■ Trecho da fonte:
━━━━━━━━━━

VATICANO - “AS PEDRAS, OS SONS, AS CORES DA CASA DE DEUS”, de Dom Mauro Piacenza - “A música sacra entre os inúmeros bens culturais da Igreja” (I)

Terça, 11 Julho 2006

Cidade do Vaticano (Agência Fides) - O Santo Padre João Paulo II, de santa memória, quis celebrar em 2003 o centésimo aniversário do Motu proprio de São Pio X “Entre as solicitudes”, que traça ainda validamente as características da música sacra segundo a “mens” da Igreja católica (João Paulo II, Quirógrafo sobre a música sacra “Movido pelo vivo desejo”, 23 de novembro de 2003, n. 1; cfr Pio X, Motu proprio sobre a música sacra “Entre as solicitudes”).
A música sacra se configura essencialmente como parte integrante da divina liturgia, tendo como fim “a glória de Deus e a santificação dos fiéis” (Concílio Ecumênico Vaticano II, Constituição sobre a Sagrada Liturgia Sacrosanctum Concilium, 120). Nisso, a música sacra se insere no sulco de uma tradição viva, que tem suas raízes desde as primitivas comunidades cristãs, exortadas pelo apóstolo Paulo “a entoar a Deus de coração e com gratidão salmos, hinos e cânticos espirituais” (Cl 3, 16; cfr Ef 5, 19),
Mas para que a música sacra possa dizer-se realmente tal deve possuir algumas características bem traçadas nos textos do magistério pontifício. Deve exprimir, antes de mais nada, santidade, ou seja, possuir o sentido da oração e constituir, portanto, seja um meio de elevação do espírito a Deus, seja uma ajuda para os fiéis na “participação ativa aos sacrossantos mistérios e à oração pública e solene da Igreja” (“Entre as solicitudes”, Proêmio); deve apresentar aderência aos textos bíblicos e eucológicos, consonância aos tempos litúrgicos e correspondência aos gestos e aos conteúdos de uma celebração.
Um segundo princípio caracterizador é individuado na bondade das formas, para a qual a música sacra deve ser “verdadeira arte”, distinguida pela dignidade e beleza capazes de nos introduzir aos sagrados Mistérios. Por fim - e é este um ponto particularmente delicado - deve saber conjugar às legítimas exigências de adaptação e de inculturação - solicitadas seja pela difusão da Igreja junto aos vários povos e culturas, seja pela adequação aos tempos - o requisito da universalidade, que se individua quando uma composição é em todos os lugares e entendida como sacra.

━━━━━━━━━━

(Trechos de dados de anotação de locais)
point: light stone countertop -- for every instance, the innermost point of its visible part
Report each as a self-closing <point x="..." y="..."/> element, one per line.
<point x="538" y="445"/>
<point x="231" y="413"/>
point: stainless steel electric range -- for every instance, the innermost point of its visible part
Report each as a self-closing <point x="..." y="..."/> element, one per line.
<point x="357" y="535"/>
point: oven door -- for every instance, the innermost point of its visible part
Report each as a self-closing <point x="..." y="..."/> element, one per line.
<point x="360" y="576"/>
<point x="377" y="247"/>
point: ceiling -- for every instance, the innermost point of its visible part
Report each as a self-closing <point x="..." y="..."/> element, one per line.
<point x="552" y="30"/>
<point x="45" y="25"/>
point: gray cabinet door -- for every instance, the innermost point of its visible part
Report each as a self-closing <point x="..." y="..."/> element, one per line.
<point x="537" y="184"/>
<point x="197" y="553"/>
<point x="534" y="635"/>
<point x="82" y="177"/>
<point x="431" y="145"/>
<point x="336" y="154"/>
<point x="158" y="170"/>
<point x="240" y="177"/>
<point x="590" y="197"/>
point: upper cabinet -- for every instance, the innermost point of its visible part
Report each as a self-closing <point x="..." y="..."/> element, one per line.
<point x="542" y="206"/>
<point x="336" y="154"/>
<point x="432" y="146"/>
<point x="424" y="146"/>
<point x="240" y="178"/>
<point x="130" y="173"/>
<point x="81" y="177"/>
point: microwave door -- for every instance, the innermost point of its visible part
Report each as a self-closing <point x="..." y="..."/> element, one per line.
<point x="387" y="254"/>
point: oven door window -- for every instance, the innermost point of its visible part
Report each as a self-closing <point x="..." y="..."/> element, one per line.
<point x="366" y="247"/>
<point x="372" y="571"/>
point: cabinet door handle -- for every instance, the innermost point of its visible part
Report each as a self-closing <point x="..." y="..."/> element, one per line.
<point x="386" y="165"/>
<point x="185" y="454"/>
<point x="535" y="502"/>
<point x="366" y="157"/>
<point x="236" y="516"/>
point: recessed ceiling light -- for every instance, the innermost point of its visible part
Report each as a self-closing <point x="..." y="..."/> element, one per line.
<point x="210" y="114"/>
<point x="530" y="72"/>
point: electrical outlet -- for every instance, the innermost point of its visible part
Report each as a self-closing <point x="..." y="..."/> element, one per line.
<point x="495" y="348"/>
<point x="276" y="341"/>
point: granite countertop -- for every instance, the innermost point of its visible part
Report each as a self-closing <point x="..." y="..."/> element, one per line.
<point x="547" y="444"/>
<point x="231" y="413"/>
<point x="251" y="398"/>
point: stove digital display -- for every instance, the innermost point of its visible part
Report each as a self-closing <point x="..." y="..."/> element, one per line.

━━━━━━━━━━

■ Objetivo: Repita palavra por palavra a parte do texto sobre a música sacra que começa em "Um segundo princípio" e termina logo depois de "entendida como sacra.".

■ Resposta certa:
Um segundo princípio caracterizador é individuado na bondade das formas, para a qual a música sacra deve ser “verdadeira arte”, distinguida pela dignidade e beleza capazes de nos introduzir aos sagrados Mistérios. Por fim - e é este um ponto particularmente delicado - deve saber conjugar às legítimas exigências de adaptação e de inculturação - solicitadas seja pela difusão da Igreja junto aos vários povos e culturas, seja pela adequação aos tempos - o requisito da universalidade, que se individua quando uma composição é em todos os lugares e entendida como sacra.